* **Exercise goal**
What lines in the records below hold the string "coordinates"? Please show them.
═════ Supplied data ═════
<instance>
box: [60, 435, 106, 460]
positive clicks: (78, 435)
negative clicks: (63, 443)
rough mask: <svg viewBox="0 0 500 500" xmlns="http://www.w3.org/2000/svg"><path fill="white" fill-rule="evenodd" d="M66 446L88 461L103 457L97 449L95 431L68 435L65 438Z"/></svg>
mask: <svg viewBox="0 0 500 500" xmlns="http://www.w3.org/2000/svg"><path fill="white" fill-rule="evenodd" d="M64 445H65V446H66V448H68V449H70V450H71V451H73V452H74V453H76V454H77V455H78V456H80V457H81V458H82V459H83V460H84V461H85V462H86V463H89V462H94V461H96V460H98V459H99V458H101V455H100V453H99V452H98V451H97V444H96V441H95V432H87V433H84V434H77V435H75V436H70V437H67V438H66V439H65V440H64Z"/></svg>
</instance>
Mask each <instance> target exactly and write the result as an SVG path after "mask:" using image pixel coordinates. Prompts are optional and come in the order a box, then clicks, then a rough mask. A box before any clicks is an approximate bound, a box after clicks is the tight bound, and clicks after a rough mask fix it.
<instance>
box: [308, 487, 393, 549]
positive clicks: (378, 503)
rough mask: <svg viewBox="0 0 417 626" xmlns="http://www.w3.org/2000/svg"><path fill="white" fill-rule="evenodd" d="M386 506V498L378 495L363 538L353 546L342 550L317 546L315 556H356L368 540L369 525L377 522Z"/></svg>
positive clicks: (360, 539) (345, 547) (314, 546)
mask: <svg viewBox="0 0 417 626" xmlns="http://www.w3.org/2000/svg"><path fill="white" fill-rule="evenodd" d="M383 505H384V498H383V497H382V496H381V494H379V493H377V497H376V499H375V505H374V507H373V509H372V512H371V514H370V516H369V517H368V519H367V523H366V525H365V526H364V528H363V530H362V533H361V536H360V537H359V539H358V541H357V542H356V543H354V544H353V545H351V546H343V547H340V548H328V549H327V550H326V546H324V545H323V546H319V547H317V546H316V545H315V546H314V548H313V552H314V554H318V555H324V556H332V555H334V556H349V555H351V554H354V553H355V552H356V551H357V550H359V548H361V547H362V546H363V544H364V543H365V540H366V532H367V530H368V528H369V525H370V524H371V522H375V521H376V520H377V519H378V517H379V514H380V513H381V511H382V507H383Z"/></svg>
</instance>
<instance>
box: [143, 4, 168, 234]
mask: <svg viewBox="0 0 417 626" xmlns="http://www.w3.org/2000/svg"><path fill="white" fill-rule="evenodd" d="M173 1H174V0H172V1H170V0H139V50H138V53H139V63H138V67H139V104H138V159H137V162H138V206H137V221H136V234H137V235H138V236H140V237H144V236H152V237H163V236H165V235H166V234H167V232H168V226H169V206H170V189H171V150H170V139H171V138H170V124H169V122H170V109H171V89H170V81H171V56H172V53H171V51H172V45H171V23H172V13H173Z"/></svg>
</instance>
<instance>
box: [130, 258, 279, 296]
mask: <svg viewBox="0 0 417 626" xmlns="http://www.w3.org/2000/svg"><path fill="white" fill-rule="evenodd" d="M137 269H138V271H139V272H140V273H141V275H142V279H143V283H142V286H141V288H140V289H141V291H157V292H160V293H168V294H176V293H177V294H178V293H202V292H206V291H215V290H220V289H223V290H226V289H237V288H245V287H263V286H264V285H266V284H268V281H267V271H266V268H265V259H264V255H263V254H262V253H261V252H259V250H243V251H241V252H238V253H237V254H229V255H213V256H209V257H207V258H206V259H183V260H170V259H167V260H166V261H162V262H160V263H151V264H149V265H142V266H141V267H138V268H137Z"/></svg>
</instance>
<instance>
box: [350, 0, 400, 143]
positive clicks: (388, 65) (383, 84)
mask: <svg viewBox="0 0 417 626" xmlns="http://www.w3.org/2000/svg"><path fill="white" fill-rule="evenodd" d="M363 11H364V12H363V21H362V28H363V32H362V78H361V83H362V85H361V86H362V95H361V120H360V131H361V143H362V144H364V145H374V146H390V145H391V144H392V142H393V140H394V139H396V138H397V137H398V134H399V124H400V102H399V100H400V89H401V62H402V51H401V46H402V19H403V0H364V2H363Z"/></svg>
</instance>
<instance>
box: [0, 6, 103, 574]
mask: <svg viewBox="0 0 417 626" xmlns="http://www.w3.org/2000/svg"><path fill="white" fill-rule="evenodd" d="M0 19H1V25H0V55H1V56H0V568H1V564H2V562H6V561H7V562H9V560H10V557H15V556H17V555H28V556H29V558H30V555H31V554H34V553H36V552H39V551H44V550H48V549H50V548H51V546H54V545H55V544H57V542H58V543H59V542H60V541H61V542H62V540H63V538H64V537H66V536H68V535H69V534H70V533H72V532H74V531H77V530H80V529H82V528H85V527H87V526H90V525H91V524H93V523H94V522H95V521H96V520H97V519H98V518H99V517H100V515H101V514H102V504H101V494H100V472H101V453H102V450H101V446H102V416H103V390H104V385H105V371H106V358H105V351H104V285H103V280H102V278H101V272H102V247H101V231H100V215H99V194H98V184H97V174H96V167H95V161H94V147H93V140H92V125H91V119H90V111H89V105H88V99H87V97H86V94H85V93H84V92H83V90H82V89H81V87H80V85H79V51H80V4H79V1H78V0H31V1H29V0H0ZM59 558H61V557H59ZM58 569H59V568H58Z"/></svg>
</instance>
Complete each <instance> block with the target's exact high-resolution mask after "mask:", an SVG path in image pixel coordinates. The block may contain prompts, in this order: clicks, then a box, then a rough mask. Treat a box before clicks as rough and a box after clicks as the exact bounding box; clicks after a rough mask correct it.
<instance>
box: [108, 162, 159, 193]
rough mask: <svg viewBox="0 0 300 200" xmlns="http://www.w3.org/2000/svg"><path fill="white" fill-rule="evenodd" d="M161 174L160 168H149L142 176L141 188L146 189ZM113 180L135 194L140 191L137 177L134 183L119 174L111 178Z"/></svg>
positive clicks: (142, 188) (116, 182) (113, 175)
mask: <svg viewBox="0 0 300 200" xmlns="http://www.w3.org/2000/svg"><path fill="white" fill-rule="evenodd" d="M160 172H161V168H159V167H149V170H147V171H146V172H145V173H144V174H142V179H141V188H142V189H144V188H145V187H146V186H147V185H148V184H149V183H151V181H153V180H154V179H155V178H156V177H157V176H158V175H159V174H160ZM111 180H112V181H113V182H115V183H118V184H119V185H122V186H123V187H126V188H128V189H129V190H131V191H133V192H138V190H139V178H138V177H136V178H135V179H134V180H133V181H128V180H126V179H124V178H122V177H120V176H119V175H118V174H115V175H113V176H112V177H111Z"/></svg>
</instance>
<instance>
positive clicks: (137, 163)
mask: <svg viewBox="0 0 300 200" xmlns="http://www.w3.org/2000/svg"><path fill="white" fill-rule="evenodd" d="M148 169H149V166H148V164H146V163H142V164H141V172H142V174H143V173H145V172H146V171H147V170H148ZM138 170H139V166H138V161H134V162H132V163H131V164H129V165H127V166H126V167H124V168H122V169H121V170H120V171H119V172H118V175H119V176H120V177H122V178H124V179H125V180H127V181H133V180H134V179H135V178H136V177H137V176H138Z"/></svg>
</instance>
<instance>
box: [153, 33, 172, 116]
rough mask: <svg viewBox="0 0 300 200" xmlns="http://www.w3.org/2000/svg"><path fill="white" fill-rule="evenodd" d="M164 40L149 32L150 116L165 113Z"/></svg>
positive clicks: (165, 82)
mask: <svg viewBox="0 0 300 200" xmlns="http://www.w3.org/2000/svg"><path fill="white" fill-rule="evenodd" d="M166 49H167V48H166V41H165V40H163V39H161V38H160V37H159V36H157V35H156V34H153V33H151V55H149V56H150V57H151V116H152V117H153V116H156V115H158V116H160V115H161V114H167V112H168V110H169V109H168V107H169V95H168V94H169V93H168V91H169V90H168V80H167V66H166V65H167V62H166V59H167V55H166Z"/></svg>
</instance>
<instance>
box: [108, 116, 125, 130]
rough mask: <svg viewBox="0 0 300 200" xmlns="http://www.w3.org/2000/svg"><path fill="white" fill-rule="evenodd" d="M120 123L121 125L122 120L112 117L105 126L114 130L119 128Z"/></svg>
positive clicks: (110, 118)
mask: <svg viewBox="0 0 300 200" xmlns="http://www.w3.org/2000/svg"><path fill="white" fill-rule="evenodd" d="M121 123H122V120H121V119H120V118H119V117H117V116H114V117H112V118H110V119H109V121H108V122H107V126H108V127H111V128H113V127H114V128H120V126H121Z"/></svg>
═════
* **Result for this exercise**
Mask each <instance> target exactly and write the result as an SVG path after "mask:" using image pixel coordinates. Prompts are optional and come in the order a box, then clicks, then a rough mask. A box before any clicks is an approximate bound, a box after clicks is the tight bound, and clicks after a rough mask fix it.
Complete each <instance> block with the target's exact high-resolution mask after "mask:", an SVG path in image pixel coordinates. The block may contain prompts, in this order: clicks, then a box, then a rough mask. Treat a box before clicks as rough and a box after clicks as the exact bounding box; clicks after a rough mask correct it.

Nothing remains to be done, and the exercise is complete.